§ **BRIEF**:
Any image in the records is to be dropped, and everything else duplicated precisely.

§ **RECORDS SHOWN**:
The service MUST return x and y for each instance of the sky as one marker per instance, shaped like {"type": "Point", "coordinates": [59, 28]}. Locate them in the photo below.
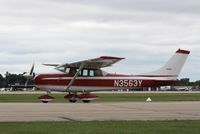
{"type": "Point", "coordinates": [145, 32]}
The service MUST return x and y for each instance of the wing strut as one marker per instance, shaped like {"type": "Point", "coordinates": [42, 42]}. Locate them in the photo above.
{"type": "Point", "coordinates": [74, 78]}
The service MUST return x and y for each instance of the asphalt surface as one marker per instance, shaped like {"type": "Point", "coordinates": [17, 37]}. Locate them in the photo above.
{"type": "Point", "coordinates": [99, 111]}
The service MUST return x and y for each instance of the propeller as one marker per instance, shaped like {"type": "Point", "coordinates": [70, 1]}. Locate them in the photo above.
{"type": "Point", "coordinates": [29, 76]}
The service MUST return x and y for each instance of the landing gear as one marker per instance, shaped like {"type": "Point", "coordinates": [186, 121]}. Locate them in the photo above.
{"type": "Point", "coordinates": [72, 97]}
{"type": "Point", "coordinates": [85, 97]}
{"type": "Point", "coordinates": [46, 98]}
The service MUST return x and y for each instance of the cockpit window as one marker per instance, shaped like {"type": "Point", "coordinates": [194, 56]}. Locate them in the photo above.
{"type": "Point", "coordinates": [86, 72]}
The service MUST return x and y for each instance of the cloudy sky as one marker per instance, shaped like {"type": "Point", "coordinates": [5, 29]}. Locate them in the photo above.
{"type": "Point", "coordinates": [145, 32]}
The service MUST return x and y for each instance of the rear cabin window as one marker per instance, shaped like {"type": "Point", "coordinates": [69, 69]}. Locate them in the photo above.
{"type": "Point", "coordinates": [85, 72]}
{"type": "Point", "coordinates": [92, 73]}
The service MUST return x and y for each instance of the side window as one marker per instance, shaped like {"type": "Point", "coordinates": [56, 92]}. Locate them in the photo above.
{"type": "Point", "coordinates": [85, 72]}
{"type": "Point", "coordinates": [92, 73]}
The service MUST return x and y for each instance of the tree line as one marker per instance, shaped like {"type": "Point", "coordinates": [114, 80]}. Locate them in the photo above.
{"type": "Point", "coordinates": [12, 79]}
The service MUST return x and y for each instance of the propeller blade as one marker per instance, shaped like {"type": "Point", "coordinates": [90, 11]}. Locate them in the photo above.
{"type": "Point", "coordinates": [32, 69]}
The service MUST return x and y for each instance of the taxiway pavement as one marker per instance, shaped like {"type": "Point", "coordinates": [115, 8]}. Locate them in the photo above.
{"type": "Point", "coordinates": [100, 111]}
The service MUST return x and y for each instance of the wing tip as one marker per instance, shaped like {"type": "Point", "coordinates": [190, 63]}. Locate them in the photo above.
{"type": "Point", "coordinates": [183, 51]}
{"type": "Point", "coordinates": [111, 57]}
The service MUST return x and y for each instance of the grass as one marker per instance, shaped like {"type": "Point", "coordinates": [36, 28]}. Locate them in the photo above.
{"type": "Point", "coordinates": [138, 97]}
{"type": "Point", "coordinates": [102, 127]}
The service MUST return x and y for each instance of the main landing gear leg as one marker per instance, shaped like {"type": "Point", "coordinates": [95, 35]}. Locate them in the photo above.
{"type": "Point", "coordinates": [46, 98]}
{"type": "Point", "coordinates": [72, 97]}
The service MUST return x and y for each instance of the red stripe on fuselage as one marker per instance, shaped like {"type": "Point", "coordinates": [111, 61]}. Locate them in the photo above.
{"type": "Point", "coordinates": [56, 80]}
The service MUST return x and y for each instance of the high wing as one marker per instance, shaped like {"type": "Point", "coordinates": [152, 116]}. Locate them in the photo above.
{"type": "Point", "coordinates": [96, 63]}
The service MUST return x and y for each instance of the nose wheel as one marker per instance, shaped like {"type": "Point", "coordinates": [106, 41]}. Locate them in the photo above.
{"type": "Point", "coordinates": [46, 98]}
{"type": "Point", "coordinates": [85, 97]}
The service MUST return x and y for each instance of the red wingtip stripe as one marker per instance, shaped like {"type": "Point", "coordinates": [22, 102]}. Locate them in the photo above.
{"type": "Point", "coordinates": [183, 51]}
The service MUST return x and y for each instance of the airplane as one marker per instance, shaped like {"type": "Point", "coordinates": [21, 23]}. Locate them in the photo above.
{"type": "Point", "coordinates": [81, 78]}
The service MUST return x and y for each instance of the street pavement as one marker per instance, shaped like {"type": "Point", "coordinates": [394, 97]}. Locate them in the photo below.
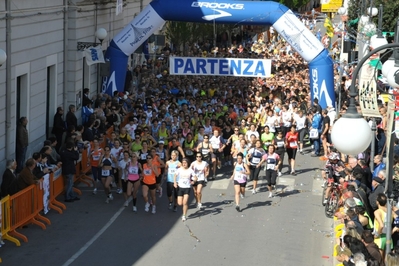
{"type": "Point", "coordinates": [289, 229]}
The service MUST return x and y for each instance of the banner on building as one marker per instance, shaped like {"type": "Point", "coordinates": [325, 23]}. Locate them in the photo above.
{"type": "Point", "coordinates": [238, 67]}
{"type": "Point", "coordinates": [368, 91]}
{"type": "Point", "coordinates": [94, 55]}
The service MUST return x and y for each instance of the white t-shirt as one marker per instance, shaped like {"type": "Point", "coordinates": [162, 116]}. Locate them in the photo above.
{"type": "Point", "coordinates": [250, 133]}
{"type": "Point", "coordinates": [199, 169]}
{"type": "Point", "coordinates": [184, 177]}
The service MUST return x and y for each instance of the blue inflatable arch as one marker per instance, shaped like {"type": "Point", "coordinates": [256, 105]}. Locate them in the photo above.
{"type": "Point", "coordinates": [279, 16]}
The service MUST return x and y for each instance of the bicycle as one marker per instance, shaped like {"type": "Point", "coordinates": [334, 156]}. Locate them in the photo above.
{"type": "Point", "coordinates": [332, 201]}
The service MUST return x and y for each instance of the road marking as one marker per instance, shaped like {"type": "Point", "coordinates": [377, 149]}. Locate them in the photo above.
{"type": "Point", "coordinates": [220, 183]}
{"type": "Point", "coordinates": [95, 237]}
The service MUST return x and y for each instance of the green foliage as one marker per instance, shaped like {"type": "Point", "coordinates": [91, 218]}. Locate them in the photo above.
{"type": "Point", "coordinates": [390, 13]}
{"type": "Point", "coordinates": [294, 4]}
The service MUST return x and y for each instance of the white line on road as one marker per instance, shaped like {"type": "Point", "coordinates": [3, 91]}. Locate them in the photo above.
{"type": "Point", "coordinates": [95, 237]}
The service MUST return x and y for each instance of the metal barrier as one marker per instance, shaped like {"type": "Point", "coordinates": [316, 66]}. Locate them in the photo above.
{"type": "Point", "coordinates": [24, 210]}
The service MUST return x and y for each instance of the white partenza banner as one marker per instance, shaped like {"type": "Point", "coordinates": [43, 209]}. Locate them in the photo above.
{"type": "Point", "coordinates": [298, 36]}
{"type": "Point", "coordinates": [239, 67]}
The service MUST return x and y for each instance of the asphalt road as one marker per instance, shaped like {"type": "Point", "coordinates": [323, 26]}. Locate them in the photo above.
{"type": "Point", "coordinates": [289, 229]}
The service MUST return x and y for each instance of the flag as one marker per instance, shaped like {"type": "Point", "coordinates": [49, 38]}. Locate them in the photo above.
{"type": "Point", "coordinates": [329, 27]}
{"type": "Point", "coordinates": [94, 55]}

§ **EXPECTED ANSWER**:
The service MUST return x and y for each instance of the sky as one marker per instance, shaped like {"type": "Point", "coordinates": [59, 28]}. Locate them in the photo below.
{"type": "Point", "coordinates": [145, 32]}
The service MUST return x and y for each instance of the wing strut as one marker per instance, shaped like {"type": "Point", "coordinates": [42, 42]}. Locate them in the photo above.
{"type": "Point", "coordinates": [74, 78]}
The service MUST return x and y for each instance of the asphalt surface as one marker per instance, shaped like {"type": "Point", "coordinates": [17, 37]}. Locate them in the photo above.
{"type": "Point", "coordinates": [99, 111]}
The service MUST return x and y for each instance of the propeller as one marker per instance, shaped like {"type": "Point", "coordinates": [70, 1]}. Locate them in the photo above.
{"type": "Point", "coordinates": [29, 76]}
The service MUST return x and y for each instance of the landing gear as one marker per instance, shaped like {"type": "Point", "coordinates": [186, 121]}. Locate them in the photo above.
{"type": "Point", "coordinates": [72, 97]}
{"type": "Point", "coordinates": [85, 97]}
{"type": "Point", "coordinates": [46, 98]}
The service MUST return x and y for each instance of the cockpit window as one marker per instance, shaped like {"type": "Point", "coordinates": [194, 56]}. Locate them in the photo above.
{"type": "Point", "coordinates": [86, 72]}
The service MUST return x and y for each instance of the cloudy sky as one marker per instance, shaped like {"type": "Point", "coordinates": [5, 29]}. Locate them in the photo above.
{"type": "Point", "coordinates": [145, 32]}
The service MUST return x and y for each instance of the rear cabin window as one marker per instance, shaped like {"type": "Point", "coordinates": [69, 69]}. Locate them in the photo above.
{"type": "Point", "coordinates": [85, 72]}
{"type": "Point", "coordinates": [92, 73]}
The service MUST return x and y for each instance of the side window as one marker per instance, shaped like {"type": "Point", "coordinates": [56, 92]}. Locate them in the photo above.
{"type": "Point", "coordinates": [85, 72]}
{"type": "Point", "coordinates": [92, 73]}
The service MUST return x and y for each instance of the tree line as one marker per instance, shaped like {"type": "Point", "coordinates": [114, 80]}. Locate them in the photo above.
{"type": "Point", "coordinates": [12, 79]}
The service MUST return x and y for each instance of the propeller blade as one marker per instance, shaped like {"type": "Point", "coordinates": [90, 11]}. Locate them in the photo above.
{"type": "Point", "coordinates": [32, 69]}
The service MUST return x and y for each instance of the taxiway pavement as one marker per instance, shaped like {"type": "Point", "coordinates": [115, 8]}. Locate them in the photo above.
{"type": "Point", "coordinates": [100, 111]}
The service MUST return x and y for each instance of the wing tip as one marker per instance, shaped like {"type": "Point", "coordinates": [190, 63]}. Locate them in the photo above.
{"type": "Point", "coordinates": [183, 51]}
{"type": "Point", "coordinates": [111, 57]}
The service MUST return x and y for each instance of the grass as one marker per instance, shaped like {"type": "Point", "coordinates": [36, 28]}. Locate them in the photo above.
{"type": "Point", "coordinates": [138, 97]}
{"type": "Point", "coordinates": [102, 127]}
The service MUST return x and y for each instance of the main landing gear leg as one marker per instance, shaped like {"type": "Point", "coordinates": [95, 35]}. Locate them in the photo above.
{"type": "Point", "coordinates": [46, 98]}
{"type": "Point", "coordinates": [72, 97]}
The service MUST return x and y for each instance of the red stripe on fuselage as one marker per instance, shaped like {"type": "Point", "coordinates": [111, 61]}. Locate them in the photo above.
{"type": "Point", "coordinates": [56, 80]}
The service MUST return x and y for each instance of the high wing as one marker per instance, shaped like {"type": "Point", "coordinates": [152, 116]}. Locate them in the photo above.
{"type": "Point", "coordinates": [96, 63]}
The service MUST return x and y for each instance of the nose wheel as one marker per instance, shaped like {"type": "Point", "coordinates": [106, 41]}. Locate them in the photo above.
{"type": "Point", "coordinates": [46, 98]}
{"type": "Point", "coordinates": [85, 97]}
The service MUST return x and y for each instance of the red wingtip stripe as one marker per instance, shaped like {"type": "Point", "coordinates": [22, 102]}. Locate them in the photo above.
{"type": "Point", "coordinates": [183, 51]}
The service MUST return x and y for each instance of the airplane as one marker per instance, shaped like {"type": "Point", "coordinates": [21, 23]}. Locate them in the photo above.
{"type": "Point", "coordinates": [81, 78]}
The service MUST return x and y for each instance of the street pavement as one marker per instance, shaped like {"type": "Point", "coordinates": [394, 97]}. Locate them in the photo below.
{"type": "Point", "coordinates": [289, 229]}
The service MUST return x and y for each instance of the banner on building as one marker per instance, shaped like {"type": "Point", "coordinates": [325, 23]}. Locate them in the photo above.
{"type": "Point", "coordinates": [238, 67]}
{"type": "Point", "coordinates": [368, 91]}
{"type": "Point", "coordinates": [94, 55]}
The service MUST return x and y for each instance of the white t-shirt as one marker per instance, shaped like {"type": "Point", "coordinates": [162, 116]}. Locate them in the photo above.
{"type": "Point", "coordinates": [250, 133]}
{"type": "Point", "coordinates": [199, 169]}
{"type": "Point", "coordinates": [184, 177]}
The service MUST return x and y for each instance of the blue inflatable arch as one marker per instance, shaped like {"type": "Point", "coordinates": [256, 105]}. Locate them in the photo above.
{"type": "Point", "coordinates": [279, 16]}
The service MUST return x and y for each instance of the bicycle as one marker per instance, shaped like {"type": "Point", "coordinates": [334, 156]}. Locate them in the photo above.
{"type": "Point", "coordinates": [332, 201]}
The service MUST return x and y for each instance of the road marking as one marker per instance, shaped like {"type": "Point", "coordinates": [377, 149]}. Locate them in the photo above.
{"type": "Point", "coordinates": [220, 183]}
{"type": "Point", "coordinates": [95, 237]}
The service MUST return x and y for each instance of the green foliage as one marker per instance, shaped like {"type": "Point", "coordinates": [91, 218]}. Locate them in the photo above.
{"type": "Point", "coordinates": [390, 13]}
{"type": "Point", "coordinates": [294, 4]}
The service MUST return x and y for each instance of the white line on road as one marker per instance, shaped like {"type": "Point", "coordinates": [3, 91]}. Locate them in the photo above.
{"type": "Point", "coordinates": [95, 237]}
The service MUST return x and y for each instance of the metal barrier as one marker per instance, shaped like {"type": "Point", "coordinates": [316, 66]}. Locate them in the photo above.
{"type": "Point", "coordinates": [24, 210]}
The service MUST return x and y for each instance of the white partenza banner as one marker per instance, shaped like {"type": "Point", "coordinates": [43, 209]}. Locate them in the photo above.
{"type": "Point", "coordinates": [298, 36]}
{"type": "Point", "coordinates": [239, 67]}
The service MUST return x and y for each instance of the asphalt road as one marker per instance, shaped like {"type": "Point", "coordinates": [323, 26]}. Locate them in the photo above.
{"type": "Point", "coordinates": [289, 229]}
The service MUST return x and y for each instance of the flag as one marker per instance, shaped like {"type": "Point", "coordinates": [49, 38]}. Locate them in the photo above.
{"type": "Point", "coordinates": [329, 27]}
{"type": "Point", "coordinates": [94, 55]}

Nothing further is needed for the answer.